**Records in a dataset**
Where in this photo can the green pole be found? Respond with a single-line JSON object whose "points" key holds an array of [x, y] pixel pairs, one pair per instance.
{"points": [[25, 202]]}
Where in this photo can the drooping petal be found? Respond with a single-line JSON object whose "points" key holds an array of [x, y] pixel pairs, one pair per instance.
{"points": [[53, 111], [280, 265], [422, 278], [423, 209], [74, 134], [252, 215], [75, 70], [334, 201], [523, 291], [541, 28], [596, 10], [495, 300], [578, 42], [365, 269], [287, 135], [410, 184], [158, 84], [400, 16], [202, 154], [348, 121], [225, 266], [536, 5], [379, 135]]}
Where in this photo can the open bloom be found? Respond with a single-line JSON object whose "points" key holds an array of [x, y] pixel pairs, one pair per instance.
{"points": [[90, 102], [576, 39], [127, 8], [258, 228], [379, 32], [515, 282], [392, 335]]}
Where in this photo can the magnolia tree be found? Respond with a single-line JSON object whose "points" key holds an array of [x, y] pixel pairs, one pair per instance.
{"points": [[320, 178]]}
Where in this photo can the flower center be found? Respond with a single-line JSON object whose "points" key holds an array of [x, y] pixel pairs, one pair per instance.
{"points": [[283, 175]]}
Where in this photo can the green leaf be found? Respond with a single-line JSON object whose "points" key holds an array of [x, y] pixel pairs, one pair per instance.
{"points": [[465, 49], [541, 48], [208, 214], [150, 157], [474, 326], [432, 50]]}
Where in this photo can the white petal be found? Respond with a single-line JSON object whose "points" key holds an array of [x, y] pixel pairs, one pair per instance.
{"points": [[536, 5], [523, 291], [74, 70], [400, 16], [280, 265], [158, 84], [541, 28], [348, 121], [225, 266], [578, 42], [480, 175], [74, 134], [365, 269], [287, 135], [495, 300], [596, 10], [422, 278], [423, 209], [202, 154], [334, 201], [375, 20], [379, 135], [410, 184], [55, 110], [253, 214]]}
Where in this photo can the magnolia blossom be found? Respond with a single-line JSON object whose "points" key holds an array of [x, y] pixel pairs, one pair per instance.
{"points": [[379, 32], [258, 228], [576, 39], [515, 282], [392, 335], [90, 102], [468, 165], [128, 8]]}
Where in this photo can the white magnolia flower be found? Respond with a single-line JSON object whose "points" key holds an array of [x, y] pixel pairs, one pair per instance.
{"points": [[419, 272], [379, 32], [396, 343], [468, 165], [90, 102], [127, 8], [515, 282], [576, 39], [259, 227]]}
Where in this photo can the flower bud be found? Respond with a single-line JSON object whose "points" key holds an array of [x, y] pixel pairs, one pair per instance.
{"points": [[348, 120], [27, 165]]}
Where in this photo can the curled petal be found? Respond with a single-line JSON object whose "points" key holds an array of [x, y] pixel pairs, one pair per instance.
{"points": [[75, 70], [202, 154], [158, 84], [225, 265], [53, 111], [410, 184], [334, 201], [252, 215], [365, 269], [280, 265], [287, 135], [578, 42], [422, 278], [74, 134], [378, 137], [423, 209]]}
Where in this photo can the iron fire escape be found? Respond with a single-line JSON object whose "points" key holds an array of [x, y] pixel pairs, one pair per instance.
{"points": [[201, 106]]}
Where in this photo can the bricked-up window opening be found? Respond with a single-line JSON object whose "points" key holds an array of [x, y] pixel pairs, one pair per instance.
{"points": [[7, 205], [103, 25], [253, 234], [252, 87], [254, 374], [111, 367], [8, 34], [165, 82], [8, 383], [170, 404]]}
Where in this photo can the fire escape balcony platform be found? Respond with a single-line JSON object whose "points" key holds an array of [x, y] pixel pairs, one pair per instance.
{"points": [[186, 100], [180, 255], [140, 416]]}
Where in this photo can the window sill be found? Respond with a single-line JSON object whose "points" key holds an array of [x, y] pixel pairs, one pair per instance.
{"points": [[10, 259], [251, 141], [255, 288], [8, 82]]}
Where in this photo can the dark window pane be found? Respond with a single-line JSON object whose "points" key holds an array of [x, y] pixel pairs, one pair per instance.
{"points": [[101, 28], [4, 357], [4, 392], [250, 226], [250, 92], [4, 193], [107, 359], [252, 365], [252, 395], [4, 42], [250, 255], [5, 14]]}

**SET PROBLEM**
Rewrite all of the records above as a numbered list, omitting any blank lines.

**TASK OUTPUT**
1. Where in this photo can the green pole be found? Respond with a single-line JSON object whose "points" key holds an array of [x, y] pixel pairs, one pair per instance.
2. {"points": [[25, 202]]}
3. Where in this photo can the drooping petal be found? Respond with a single-line JSON object whose "points" key holds an array of [x, y] pixel pairs, one pair per instance.
4. {"points": [[53, 111], [280, 265], [422, 278], [423, 209], [74, 134], [252, 215], [75, 70], [334, 201], [523, 291], [541, 28], [596, 10], [495, 300], [578, 42], [365, 269], [287, 135], [410, 184], [158, 84], [400, 16], [202, 154], [348, 121], [225, 266], [536, 5], [379, 135]]}
5. Where in this photo can the open bloom be found? Respond with a single-line JSON object whose "points" key holds an array of [x, y] pixel pairs, one pair per instance.
6. {"points": [[90, 102], [576, 39], [127, 8], [258, 228], [379, 32], [515, 282], [392, 335]]}
7. Where in this photo can the magnolia tree be found? Respond with a single-line JSON object whose "points" key holds an array of [x, y] pixel pairs, one pair per instance.
8. {"points": [[320, 178]]}
9. Where in this photo can the flower center be found? Respond with a single-line JSON object whose "points" key holds an array of [x, y] pixel pairs, one pair per instance.
10. {"points": [[283, 175]]}
11. Where in this photo can the green leaf be found? Respond with a single-line JSON object whose "points" key holds an array of [x, y] pixel pairs, one pair per instance.
12. {"points": [[465, 49], [541, 48], [208, 214], [150, 157], [474, 326], [432, 50]]}
13. Where in this photo can the white petal be found? Respond with a single-line JSON object whose "points" key holds an array of [x, y] pixel pairs, one pair per instance.
14. {"points": [[536, 5], [523, 291], [74, 70], [400, 16], [280, 265], [158, 84], [541, 28], [348, 121], [225, 266], [578, 42], [480, 175], [74, 134], [365, 269], [287, 135], [495, 300], [596, 10], [422, 278], [423, 209], [202, 154], [334, 201], [375, 20], [379, 135], [410, 184], [55, 110], [253, 214]]}
15. Where in this photo can the magnolia blossom be found? Respond with a single-line JSON object whose "points" key holds an array of [x, y] pixel pairs, one pair per instance.
16. {"points": [[379, 32], [258, 228], [576, 39], [515, 282], [392, 335], [90, 102], [468, 165], [128, 8]]}
17. Where in this photo can the white magnolia flower be found? Respond with a single-line JSON object whose "points" key holds an array of [x, y] pixel pairs, one pair per instance.
18. {"points": [[419, 272], [379, 32], [396, 343], [468, 165], [90, 102], [127, 8], [515, 282], [576, 39], [259, 227]]}
19. Where in this photo can the flower bud be found? Respond with a single-line JSON object whose "points" key holds an array of [x, y] pixel pairs, one pair per instance.
20. {"points": [[348, 120], [27, 165]]}
21. Where in this photo can the curled petal be found? Respond with a single-line JSON object whose "points" key holds an array of [x, y] pixel pairs, one pair per instance.
22. {"points": [[75, 70], [202, 154], [158, 84], [225, 265], [53, 111], [410, 184], [334, 201], [252, 215], [365, 269], [280, 265], [287, 135], [578, 42], [422, 278], [74, 134], [378, 137], [423, 209]]}
23. Where in this photo can the iron fire escape be found? Respond with a single-line JSON object whose "points" key holds an array of [x, y] pixel pairs, one pair per instance.
24. {"points": [[201, 106]]}
25. Where in this photo can the bricked-up window opening be found? Respond with a single-line JSON object whose "points" key holds an array of [x, y] pixel pairs, one pair per instance.
26. {"points": [[7, 205], [103, 25], [253, 234], [252, 87], [254, 374], [111, 367], [8, 34], [165, 82], [8, 383], [170, 404]]}
27. Where in this photo can the fire escape balcony platform be found? Respond with a single-line JSON object whose "points" key holds an array of [x, y] pixel pairs, one pair per instance.
28. {"points": [[186, 100], [180, 255], [140, 416]]}
29. Where in this photo can the window sill be found? Respond with a single-line JSON object whose "points" key holds an array of [x, y] pixel pairs, one pair per instance.
30. {"points": [[10, 259], [251, 141], [255, 288], [8, 82]]}
31. Where in this photo can the dark window pane be found? Respond with a single-line JSON object whose "points" key holds an array of [x, y] pixel pairs, one pair per instance.
32. {"points": [[101, 28], [4, 357], [4, 392], [250, 226], [250, 92], [4, 193], [107, 359], [252, 365], [252, 395], [4, 42], [250, 255], [5, 14]]}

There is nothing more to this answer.